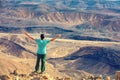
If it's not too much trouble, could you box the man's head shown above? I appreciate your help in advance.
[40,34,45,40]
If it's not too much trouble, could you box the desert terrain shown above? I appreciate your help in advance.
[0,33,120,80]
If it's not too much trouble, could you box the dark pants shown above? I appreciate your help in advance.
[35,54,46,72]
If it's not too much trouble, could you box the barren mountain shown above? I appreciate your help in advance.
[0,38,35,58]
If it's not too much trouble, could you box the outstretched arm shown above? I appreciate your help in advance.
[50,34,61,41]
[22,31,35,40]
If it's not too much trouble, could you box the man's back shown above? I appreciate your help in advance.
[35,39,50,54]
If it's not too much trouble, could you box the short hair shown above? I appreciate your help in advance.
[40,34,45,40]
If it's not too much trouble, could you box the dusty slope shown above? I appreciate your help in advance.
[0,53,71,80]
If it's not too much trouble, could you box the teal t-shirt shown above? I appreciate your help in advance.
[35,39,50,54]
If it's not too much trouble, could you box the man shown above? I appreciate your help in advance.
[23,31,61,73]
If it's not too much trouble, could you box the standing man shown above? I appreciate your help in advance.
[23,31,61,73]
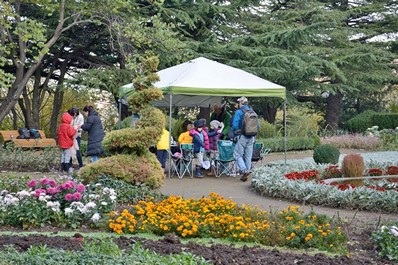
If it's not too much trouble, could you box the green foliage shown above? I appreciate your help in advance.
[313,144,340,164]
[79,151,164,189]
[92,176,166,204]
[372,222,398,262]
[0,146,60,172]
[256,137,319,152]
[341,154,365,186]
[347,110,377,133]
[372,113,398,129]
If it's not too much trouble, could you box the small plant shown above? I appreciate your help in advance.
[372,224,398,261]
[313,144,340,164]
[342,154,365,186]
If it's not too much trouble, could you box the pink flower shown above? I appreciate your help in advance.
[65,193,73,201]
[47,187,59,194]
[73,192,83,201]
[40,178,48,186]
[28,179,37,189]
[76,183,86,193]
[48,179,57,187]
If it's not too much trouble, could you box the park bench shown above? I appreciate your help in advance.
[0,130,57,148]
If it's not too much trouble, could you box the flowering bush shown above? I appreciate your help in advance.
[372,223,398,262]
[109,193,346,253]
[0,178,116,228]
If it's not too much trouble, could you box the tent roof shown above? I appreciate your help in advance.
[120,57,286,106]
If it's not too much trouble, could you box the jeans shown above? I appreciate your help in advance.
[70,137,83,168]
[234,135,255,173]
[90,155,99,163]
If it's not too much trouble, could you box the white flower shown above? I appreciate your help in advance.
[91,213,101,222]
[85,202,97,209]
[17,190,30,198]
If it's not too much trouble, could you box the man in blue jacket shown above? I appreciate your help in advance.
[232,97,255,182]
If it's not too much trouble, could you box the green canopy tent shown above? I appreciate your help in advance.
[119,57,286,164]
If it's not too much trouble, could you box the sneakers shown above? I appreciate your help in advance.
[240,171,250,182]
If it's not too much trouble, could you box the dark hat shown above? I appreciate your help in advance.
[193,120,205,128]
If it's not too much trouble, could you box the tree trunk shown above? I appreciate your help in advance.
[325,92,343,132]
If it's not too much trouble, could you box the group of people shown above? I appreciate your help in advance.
-*-*-
GIVEN EXERCISE:
Rewrite the records from the line with "the man shown" to the line with "[342,154,365,186]", both included, with the requests kept and 76 added to every box coordinate in the answers. Leave out the pictures.

ANSWER TO THIS TASK:
If it's not too much trouble, could you box the man shown above? I appreciate your help in advance.
[99,107,137,149]
If it's not too much trouble, could you box the standing man shown above? I appreciate your help in advance.
[99,107,137,149]
If it's not too much trouble, could you box the green foliage shown above? I appreciate your help in advance.
[389,220,416,240]
[155,227,240,265]
[168,252,242,280]
[448,298,474,338]
[76,222,136,248]
[332,213,395,228]
[417,230,441,262]
[423,186,453,209]
[448,189,474,205]
If it's not too much trouble, could you box the small plant shown above? I appreciate your help in advance.
[448,300,474,337]
[389,220,416,240]
[418,230,441,262]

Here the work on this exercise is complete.